> **Work to be completed**
Can you reproduce, line for line, the part of the entries below that opens with the line containing "spot the white bowl." and runs through the final line of the entries, keeping both of those lines?

> **Data for the task**
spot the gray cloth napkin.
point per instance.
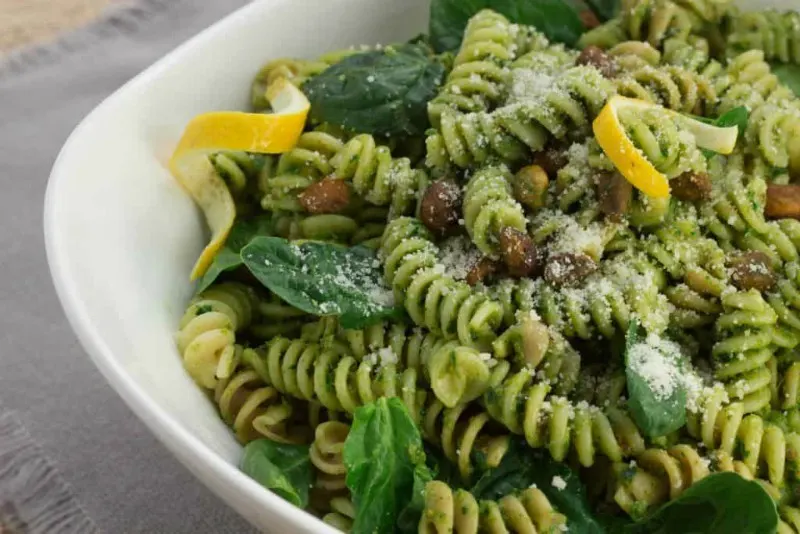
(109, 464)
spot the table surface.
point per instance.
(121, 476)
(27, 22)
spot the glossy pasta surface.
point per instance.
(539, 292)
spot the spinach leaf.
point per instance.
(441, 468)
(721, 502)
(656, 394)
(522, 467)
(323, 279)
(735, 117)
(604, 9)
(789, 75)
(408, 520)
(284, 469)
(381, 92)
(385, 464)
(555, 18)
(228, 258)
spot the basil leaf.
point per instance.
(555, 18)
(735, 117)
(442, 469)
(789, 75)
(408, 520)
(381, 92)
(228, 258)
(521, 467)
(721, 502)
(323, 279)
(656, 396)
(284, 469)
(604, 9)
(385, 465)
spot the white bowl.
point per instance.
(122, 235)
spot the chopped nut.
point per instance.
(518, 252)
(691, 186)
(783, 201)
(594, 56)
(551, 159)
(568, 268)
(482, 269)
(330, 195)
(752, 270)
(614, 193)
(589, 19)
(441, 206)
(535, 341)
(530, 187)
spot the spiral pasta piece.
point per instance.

> **The result**
spot the white bowl.
point per instance.
(122, 235)
spot the chopped nut.
point per instance.
(518, 252)
(691, 186)
(783, 201)
(594, 56)
(551, 159)
(568, 268)
(482, 269)
(330, 195)
(752, 270)
(614, 193)
(589, 19)
(441, 206)
(535, 341)
(530, 187)
spot the spiral pasta piece.
point per instance.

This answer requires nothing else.